▶ [Kısa soru 1]
Girdilerde "on the silver" ifadesinin geçtiği satırdan girdilerin sonuna kadar (bu satır ve son satır dahil) olan kısmı, "Where would you place a dot on" yerine "Where would you put a dot on" yazıp geri kalan her şeyi aynen bırakarak yeniden yazar mısın? Yalnızca bu satırları ver, resimleri cevaba koyma.

····················

Tuçe GÖLCÜ-Ulaşcan ÖZER/İSTANBUL, -HUMANIS’in organizasyonuyla, Cumhuriyetin 100’üncü yılına özel hazırlanan ve hazırlanışı yedi yıl süren ‘Karanlıkta Akan Bir Yıldız: Mustafa Kemal Atatürk’ sergisi, İzmir ve Ankara’nın ardından İstanbul’da sanatseverlerle buluştu. Ulu Önder Atatürk’ün az bilinen fotoğrafları, özel eşyaları ile döneme ilişkin belgelerinde yer aldığı sergi, 18 Nisan ve 6 Temmuz tarihleri arasında Kadıköy Müze Gazhane’de ziyaretçilerini bekliyor.
Atatürk’ün bugüne kadar yayımlanmamış 250’den fazla fotoğrafı, kişisel eşyaları, döneme ait gazeteler, dergiler, yazışmalar ve daha birçok tarihi dokümanın yer aldığı ‘Karanlıkta Akan Bir Yıldız: Mustafa Kemal Atatürk’ sergisi İstanbul Müze Gazhane’de açıldı. Humanis’in organizasyonuyla gerçekleştirilen sergide Atatürk’ün annesi Zübeyde Hanım’ın yazdığı mektuptan İstiklal Madalyası’na, nadir bulunan telgraflardan kol düğmelerine kadar pek çok özel parça bulunuyor.
BÜYÜK LİDERİN İZLERİNE YOLCULUK
Serginin açılış konuşmasına Mustafa Kemal Atatürk, ömrünü bağımsızlık mücadelesine adayan, çağdaş Türkiye hayalini gerçekleştirmek için çalışmış büyük bir lider” sözleri ile başlayan Humanis Ticari Operasyonlar Genel Müdürü Dr. Yalçın Yaşin, sözlerine şöyle devam etti: “Atatürk’ün ‘Vatanını en çok seven, görevini en iyi yapandır’ sözünü kendimize ilke edinerek ülkemizi daha ileri taşımak için çalışıyoruz. Üzerimize düşen en büyük sorumluluklardan birinin de onu anlamak ve anlatmak olduğuna inanıyoruz.” Humanis’in organize ettiği Karanlıkta Akan Bir Yıldız: Mustafa Kemal Atatürk sergisi ile ziyaretçilerin Ulu Önderi tüm yönleriyle keşfedeceklerini vurgulayan Dr. Yaşin, “Bu serginin herkesin Atatürk’ü daha yakından hissetmesine ve onun aydınlattığı yolda ilham bulmasına vesile olmasını diliyoruz” sözleriyle konuşmasını noktaladı.

····················

▶ [Kısa soru 2]
Alıntıya göre sergi İstanbul'da hangi tarihler arasında ziyaretçileri bekliyor?

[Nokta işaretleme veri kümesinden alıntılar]

····················

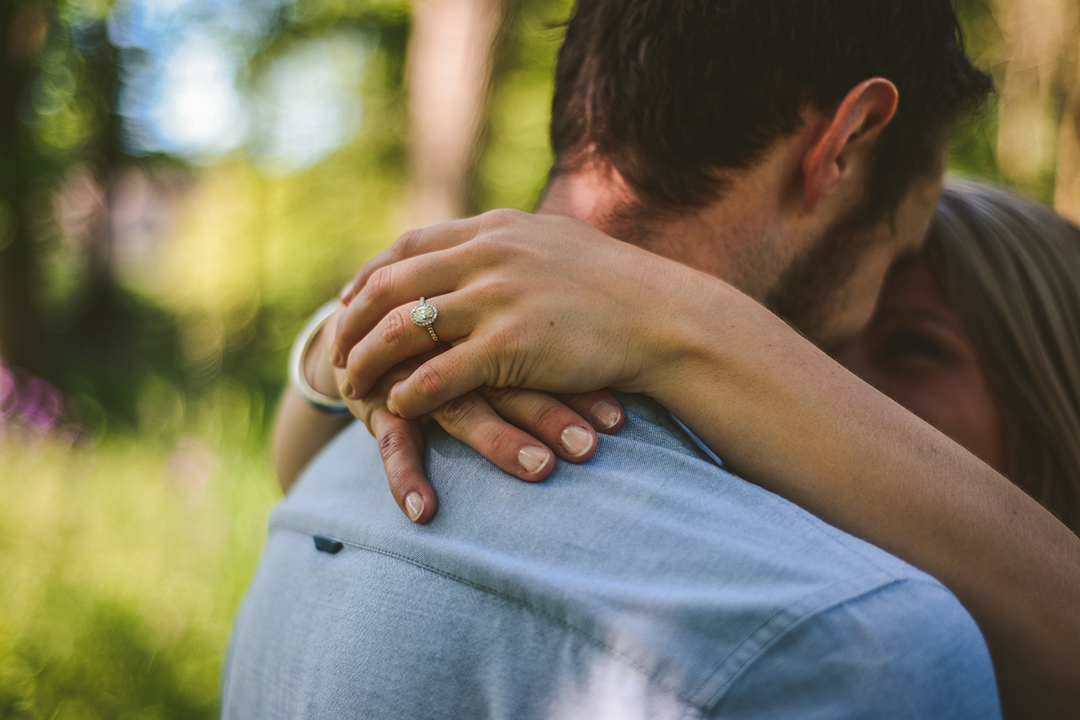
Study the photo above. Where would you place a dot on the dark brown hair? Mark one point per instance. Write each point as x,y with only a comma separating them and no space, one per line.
666,92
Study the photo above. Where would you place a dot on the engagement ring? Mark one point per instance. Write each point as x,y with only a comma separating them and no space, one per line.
423,315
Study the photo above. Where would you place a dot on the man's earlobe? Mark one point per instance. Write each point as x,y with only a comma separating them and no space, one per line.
848,137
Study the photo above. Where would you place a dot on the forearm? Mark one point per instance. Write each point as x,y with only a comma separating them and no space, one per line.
784,415
300,431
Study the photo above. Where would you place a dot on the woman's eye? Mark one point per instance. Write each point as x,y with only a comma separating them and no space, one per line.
904,343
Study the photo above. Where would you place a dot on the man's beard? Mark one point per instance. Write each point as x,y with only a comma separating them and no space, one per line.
807,294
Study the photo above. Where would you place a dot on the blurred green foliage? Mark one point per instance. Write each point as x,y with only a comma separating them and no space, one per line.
124,555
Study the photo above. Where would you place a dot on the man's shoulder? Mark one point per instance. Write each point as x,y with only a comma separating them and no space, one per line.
650,554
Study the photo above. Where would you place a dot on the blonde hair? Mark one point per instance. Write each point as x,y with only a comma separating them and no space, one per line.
1011,269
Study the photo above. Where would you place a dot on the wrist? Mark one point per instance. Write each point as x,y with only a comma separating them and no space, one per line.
318,369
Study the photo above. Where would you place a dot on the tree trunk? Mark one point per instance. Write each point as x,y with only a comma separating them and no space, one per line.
22,331
1067,187
449,70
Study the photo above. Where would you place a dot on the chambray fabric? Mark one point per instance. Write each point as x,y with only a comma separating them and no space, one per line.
648,583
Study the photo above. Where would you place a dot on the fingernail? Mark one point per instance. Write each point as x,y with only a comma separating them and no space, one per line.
577,440
532,459
605,416
414,505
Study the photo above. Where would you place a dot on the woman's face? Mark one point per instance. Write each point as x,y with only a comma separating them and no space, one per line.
915,351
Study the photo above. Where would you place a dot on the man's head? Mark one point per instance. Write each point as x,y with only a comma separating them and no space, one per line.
680,107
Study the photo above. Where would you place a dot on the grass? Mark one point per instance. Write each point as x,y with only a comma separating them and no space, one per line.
122,562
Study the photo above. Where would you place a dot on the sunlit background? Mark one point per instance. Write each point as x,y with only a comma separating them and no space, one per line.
181,182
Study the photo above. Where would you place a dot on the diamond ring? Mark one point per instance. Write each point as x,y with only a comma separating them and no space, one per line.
423,315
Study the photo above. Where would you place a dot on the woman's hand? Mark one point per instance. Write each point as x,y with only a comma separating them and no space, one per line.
524,301
520,431
516,430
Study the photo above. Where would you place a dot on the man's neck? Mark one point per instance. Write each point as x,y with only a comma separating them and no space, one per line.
731,239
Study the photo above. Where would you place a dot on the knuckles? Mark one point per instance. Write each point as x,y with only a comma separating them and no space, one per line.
459,412
429,382
379,285
394,444
393,329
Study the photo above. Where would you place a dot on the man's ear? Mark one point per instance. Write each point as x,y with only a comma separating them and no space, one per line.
851,133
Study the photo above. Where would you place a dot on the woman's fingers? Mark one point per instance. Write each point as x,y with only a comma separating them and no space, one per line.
401,446
396,338
459,370
604,411
391,287
545,418
435,238
472,420
414,244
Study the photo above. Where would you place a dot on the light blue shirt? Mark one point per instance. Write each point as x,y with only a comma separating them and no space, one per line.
648,583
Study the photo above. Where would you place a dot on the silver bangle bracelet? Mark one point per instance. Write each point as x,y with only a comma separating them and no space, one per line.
318,401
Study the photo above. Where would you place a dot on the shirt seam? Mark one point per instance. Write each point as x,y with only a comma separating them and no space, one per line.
700,706
769,642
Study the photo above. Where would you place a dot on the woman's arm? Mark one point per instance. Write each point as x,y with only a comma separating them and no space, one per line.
781,412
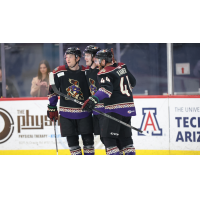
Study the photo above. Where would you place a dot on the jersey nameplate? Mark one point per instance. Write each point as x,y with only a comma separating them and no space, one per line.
60,74
121,71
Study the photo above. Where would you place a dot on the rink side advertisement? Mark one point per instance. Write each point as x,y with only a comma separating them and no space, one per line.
171,125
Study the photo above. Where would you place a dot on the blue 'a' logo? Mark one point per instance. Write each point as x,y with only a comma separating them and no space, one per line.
150,123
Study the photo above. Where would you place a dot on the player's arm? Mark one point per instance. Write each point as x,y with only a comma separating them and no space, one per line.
131,78
53,99
105,91
106,86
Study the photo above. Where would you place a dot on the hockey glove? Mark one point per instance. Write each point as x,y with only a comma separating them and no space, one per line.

····················

▶ [Alıştırma çıktısı 1]
Study the photo above. Where would you put a dot on the silver bangle bracelet? Mark one point per instance. Write each point as x,y with only a comma separating them and no space, one per line.
318,401
Study the photo above. Where would you put a dot on the shirt seam? Mark one point per instance. Write each point as x,y with only a comma separating them and no space, one per line.
700,706
769,642
Study the photo above. Where would you put a dot on the woman's arm? Mark one point per instance. Write each point as x,y with only a comma separating them and no space, one per line.
781,412
Study the photo above. Where would you put a dot on the jersey nameplate? Mark one point per instance. Write each point as x,y with only a comma separating them and no space, one per line.
60,74
121,71
Study the photo above. Where would you put a dot on the rink side advertisement? Mark one point per instance. Write each point as x,y with only a comma separating them and no space, one per line.
171,125
Study the photo above. Where would you put a dot on the blue 'a' logo? Mark one point per instance. Write each point as x,y with only a comma separating them and no space, one per line.
150,123
Study the photo above. Where would you put a dot on the player's arm? Mark one point per instance. Write each point as x,y with only a comma separating them and no space, one per line.
131,78
53,99
105,91
106,86
Study the photo above. Where would you put a dot on the hockey glove? Mark one point per instance. Write each point as x,y with only a comma separating them and no space, one per line.

▶ [Alıştırma çıktısı 2]
18 Nisan ile 6 Temmuz tarihleri arasında.